_WHAT TO DO_: Keep each entry exactly as written when you repeat it, and skip the images.

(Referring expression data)
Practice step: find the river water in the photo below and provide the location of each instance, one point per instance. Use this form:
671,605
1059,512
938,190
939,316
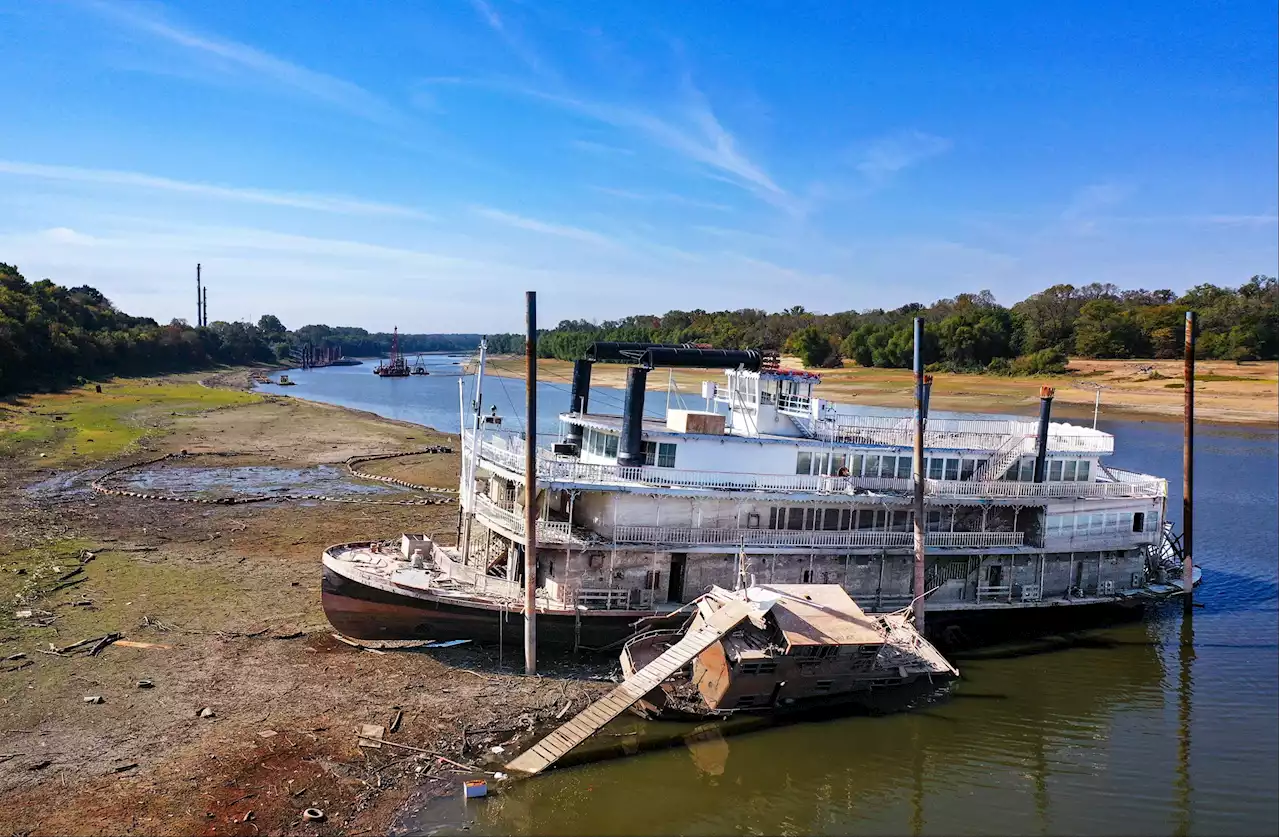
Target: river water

_SOLUTION_:
Practice step: find the river water in the photo below and provide the location of each instance, one point per instance. Use this form:
671,605
1059,512
938,190
939,316
Target: river water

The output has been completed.